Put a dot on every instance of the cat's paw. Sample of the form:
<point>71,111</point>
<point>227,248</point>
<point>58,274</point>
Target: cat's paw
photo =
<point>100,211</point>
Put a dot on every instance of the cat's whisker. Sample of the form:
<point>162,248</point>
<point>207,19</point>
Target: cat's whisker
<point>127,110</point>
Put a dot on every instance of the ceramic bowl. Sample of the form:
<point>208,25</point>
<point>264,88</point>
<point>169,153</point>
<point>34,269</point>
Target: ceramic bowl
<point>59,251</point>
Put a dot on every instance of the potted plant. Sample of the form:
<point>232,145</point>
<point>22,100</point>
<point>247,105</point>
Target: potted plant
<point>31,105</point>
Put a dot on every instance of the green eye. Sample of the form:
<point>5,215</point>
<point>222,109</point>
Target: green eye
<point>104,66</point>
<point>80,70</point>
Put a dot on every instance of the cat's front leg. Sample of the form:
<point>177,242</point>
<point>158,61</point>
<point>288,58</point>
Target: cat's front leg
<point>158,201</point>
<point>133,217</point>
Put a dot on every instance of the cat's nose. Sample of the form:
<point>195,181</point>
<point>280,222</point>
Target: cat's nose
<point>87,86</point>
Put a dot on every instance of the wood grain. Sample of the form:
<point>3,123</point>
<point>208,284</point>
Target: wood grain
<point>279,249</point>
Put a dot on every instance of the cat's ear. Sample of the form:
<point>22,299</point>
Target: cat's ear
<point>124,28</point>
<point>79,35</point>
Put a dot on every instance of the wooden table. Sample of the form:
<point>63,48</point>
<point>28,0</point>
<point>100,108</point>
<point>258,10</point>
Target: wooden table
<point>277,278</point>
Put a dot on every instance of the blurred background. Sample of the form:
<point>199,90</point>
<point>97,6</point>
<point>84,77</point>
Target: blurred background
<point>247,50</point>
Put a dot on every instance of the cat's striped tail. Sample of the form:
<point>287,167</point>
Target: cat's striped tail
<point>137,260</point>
◆ ◆ ◆ ◆ ◆
In the entries above, restate word for word the lines between the one holding "Target: cat's paw" and the one holding "<point>222,109</point>", inclusive, and nothing besides.

Target: cat's paw
photo =
<point>100,211</point>
Put a dot on every instance of the cat's whisker. Sample of the form:
<point>162,248</point>
<point>207,19</point>
Target: cat's whisker
<point>127,110</point>
Put a dot on every instance of the ceramic bowl. Sample of the form:
<point>208,25</point>
<point>264,88</point>
<point>169,153</point>
<point>34,269</point>
Target: ceramic bowl
<point>59,251</point>
Put a dot on every instance of the potted plant. Sample of the form:
<point>232,145</point>
<point>22,100</point>
<point>247,105</point>
Target: potted plant
<point>31,105</point>
Put a dot on every instance of the green eye. Sample of the form:
<point>5,215</point>
<point>222,109</point>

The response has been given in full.